Stored items:
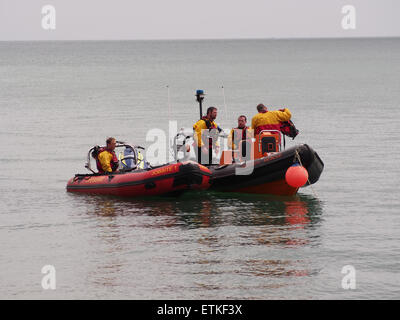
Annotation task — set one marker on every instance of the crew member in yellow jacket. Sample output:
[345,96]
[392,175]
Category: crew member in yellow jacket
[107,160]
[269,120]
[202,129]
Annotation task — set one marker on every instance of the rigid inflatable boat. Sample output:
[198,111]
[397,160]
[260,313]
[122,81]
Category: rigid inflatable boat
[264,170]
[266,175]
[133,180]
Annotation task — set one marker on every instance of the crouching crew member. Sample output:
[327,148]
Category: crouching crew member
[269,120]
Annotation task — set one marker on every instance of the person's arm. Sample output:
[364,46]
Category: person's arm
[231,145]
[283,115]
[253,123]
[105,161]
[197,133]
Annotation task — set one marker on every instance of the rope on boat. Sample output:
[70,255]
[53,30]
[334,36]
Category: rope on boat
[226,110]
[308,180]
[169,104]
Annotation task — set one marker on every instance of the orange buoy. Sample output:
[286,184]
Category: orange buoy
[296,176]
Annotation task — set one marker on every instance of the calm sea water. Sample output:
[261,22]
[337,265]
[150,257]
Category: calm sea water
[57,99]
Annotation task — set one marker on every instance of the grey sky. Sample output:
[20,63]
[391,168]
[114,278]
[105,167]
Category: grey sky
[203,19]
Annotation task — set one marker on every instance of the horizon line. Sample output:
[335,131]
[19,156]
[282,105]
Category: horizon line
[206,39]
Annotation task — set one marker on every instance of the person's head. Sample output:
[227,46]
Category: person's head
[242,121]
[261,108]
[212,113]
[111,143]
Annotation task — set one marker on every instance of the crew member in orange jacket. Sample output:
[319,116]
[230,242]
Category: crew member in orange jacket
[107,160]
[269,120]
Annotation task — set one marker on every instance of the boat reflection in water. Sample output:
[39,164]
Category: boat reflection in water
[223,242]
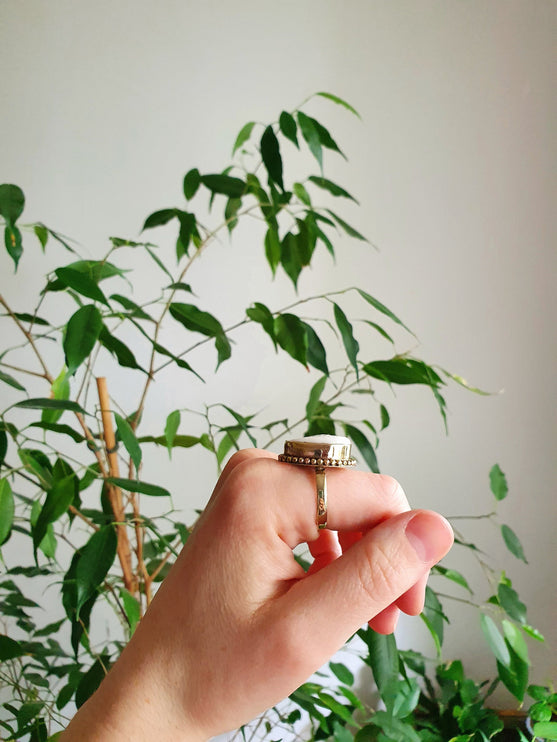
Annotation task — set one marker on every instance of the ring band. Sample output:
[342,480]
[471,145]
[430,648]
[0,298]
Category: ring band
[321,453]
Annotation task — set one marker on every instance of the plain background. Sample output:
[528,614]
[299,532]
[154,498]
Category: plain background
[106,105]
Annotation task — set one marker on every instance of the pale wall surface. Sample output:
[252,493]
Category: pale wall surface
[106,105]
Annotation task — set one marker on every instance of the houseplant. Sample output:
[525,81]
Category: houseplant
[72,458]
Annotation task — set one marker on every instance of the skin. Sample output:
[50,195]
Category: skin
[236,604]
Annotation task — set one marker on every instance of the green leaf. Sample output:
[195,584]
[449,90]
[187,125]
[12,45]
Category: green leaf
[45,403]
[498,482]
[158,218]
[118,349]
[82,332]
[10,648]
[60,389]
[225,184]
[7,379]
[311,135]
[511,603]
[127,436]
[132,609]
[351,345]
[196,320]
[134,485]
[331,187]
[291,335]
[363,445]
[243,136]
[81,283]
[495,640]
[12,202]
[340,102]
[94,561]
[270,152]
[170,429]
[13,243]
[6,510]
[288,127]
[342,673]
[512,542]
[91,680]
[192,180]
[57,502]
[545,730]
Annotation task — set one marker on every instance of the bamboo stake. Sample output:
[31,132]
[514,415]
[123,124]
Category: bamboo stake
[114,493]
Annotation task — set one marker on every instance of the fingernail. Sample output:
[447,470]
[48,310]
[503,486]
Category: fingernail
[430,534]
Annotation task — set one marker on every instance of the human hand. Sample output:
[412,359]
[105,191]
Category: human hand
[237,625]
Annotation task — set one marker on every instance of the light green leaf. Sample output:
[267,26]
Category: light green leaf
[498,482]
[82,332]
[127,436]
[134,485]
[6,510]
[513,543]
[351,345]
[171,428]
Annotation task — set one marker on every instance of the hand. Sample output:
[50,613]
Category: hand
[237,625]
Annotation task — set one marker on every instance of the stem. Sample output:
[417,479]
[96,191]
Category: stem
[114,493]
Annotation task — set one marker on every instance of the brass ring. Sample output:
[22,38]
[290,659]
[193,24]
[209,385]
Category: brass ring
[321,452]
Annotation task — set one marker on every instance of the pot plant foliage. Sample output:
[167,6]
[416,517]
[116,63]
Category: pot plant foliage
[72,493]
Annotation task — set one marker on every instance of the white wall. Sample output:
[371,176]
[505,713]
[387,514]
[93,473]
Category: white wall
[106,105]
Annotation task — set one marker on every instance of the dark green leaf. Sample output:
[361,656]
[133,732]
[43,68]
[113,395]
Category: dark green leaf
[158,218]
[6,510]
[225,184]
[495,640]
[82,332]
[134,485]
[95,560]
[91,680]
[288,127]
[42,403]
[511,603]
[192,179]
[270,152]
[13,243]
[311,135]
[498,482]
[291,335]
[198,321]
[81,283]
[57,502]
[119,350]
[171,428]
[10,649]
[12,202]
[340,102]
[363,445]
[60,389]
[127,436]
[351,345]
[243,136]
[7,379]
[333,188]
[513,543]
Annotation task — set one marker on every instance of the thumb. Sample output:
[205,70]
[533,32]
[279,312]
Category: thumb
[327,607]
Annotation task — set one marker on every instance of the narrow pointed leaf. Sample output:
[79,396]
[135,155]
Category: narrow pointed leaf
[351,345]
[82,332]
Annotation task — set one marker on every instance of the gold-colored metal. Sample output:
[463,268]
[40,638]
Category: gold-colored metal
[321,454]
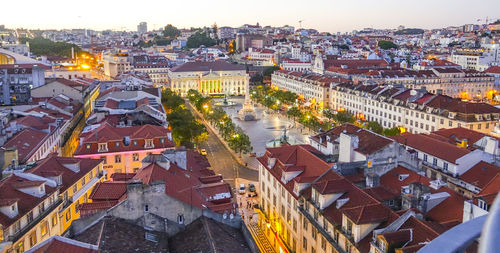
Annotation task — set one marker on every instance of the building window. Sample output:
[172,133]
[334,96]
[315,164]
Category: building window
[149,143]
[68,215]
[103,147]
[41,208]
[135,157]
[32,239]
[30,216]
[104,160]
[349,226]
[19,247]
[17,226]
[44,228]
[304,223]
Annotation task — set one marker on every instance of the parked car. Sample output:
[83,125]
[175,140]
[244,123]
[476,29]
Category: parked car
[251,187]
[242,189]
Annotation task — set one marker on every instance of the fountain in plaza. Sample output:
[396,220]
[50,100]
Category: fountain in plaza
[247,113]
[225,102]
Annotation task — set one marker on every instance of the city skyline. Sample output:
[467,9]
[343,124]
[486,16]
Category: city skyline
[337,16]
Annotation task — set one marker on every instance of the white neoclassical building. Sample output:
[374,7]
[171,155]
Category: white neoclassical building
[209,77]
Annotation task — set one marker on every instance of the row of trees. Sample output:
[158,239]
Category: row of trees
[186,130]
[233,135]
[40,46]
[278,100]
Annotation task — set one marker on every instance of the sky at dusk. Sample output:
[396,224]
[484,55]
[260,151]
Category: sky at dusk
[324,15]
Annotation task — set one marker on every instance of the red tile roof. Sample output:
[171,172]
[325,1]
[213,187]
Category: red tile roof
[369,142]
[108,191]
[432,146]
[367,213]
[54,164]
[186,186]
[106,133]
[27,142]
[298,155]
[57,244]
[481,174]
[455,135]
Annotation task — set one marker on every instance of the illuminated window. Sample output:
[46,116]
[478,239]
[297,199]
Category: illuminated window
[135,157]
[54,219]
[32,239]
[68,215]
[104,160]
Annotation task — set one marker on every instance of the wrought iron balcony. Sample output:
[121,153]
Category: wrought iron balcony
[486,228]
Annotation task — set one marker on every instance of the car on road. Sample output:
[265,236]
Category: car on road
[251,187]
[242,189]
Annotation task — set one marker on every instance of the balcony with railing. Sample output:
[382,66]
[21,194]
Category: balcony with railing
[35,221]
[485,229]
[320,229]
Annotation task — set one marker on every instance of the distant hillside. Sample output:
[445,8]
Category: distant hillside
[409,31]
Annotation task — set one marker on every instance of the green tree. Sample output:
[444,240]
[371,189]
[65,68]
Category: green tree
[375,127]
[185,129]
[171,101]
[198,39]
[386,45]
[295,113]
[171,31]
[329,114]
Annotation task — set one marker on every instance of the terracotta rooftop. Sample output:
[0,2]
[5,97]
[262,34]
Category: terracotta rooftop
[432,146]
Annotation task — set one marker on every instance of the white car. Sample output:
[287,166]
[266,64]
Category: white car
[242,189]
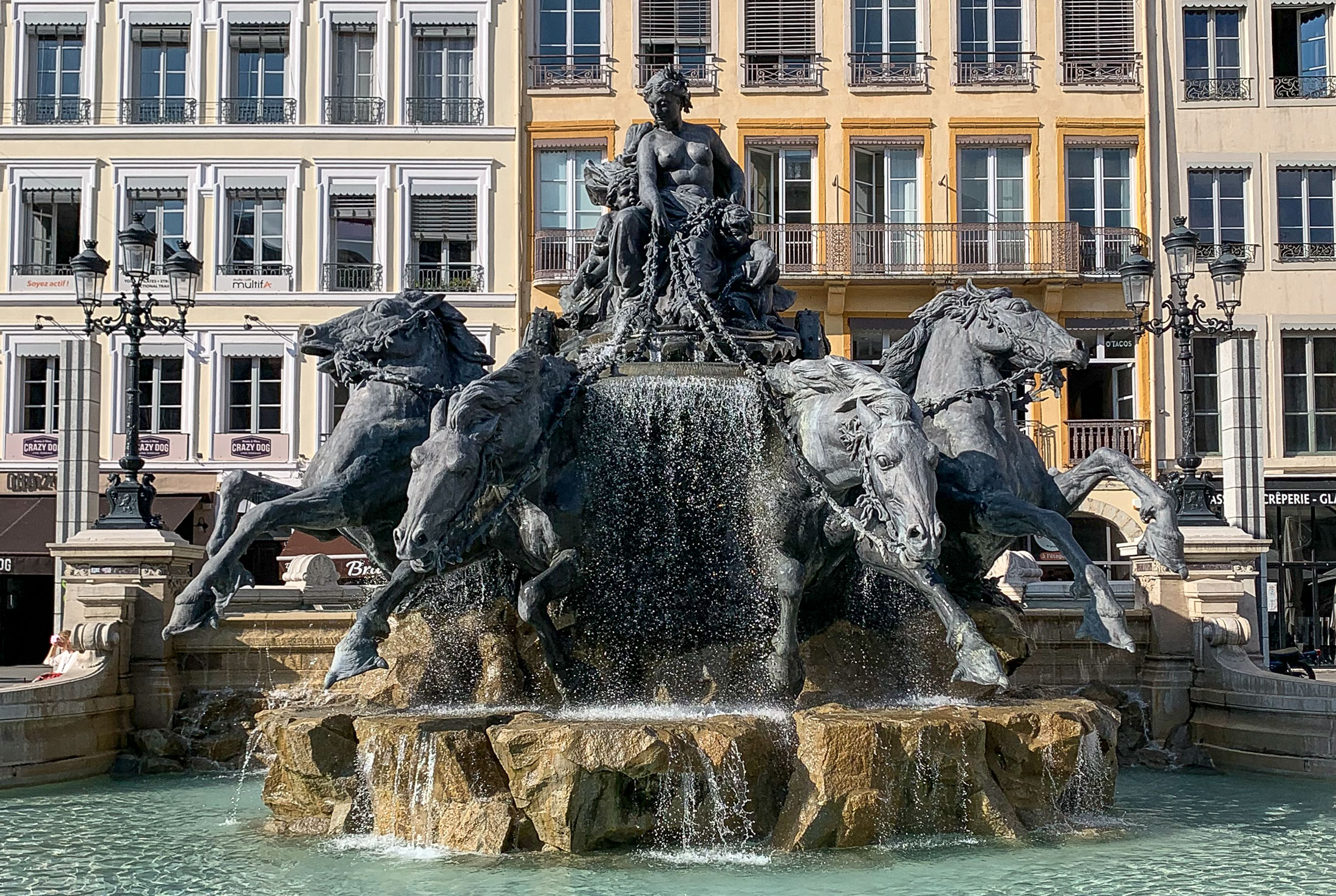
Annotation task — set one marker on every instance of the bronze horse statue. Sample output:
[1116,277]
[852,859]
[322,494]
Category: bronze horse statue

→ Task description: Every line from the one containing "the white car." through the end of the entries above is to be copied exactly; pictures are to be left out.

→ Result:
Annotation task — set one marker on every instance of the white car. Sample output:
[287,166]
[266,64]
Category: white car
[242,189]
Annotation task — set one marker on every instance of the bronze horse statue. Sample output:
[1116,277]
[852,859]
[322,494]
Category: bronze horse statue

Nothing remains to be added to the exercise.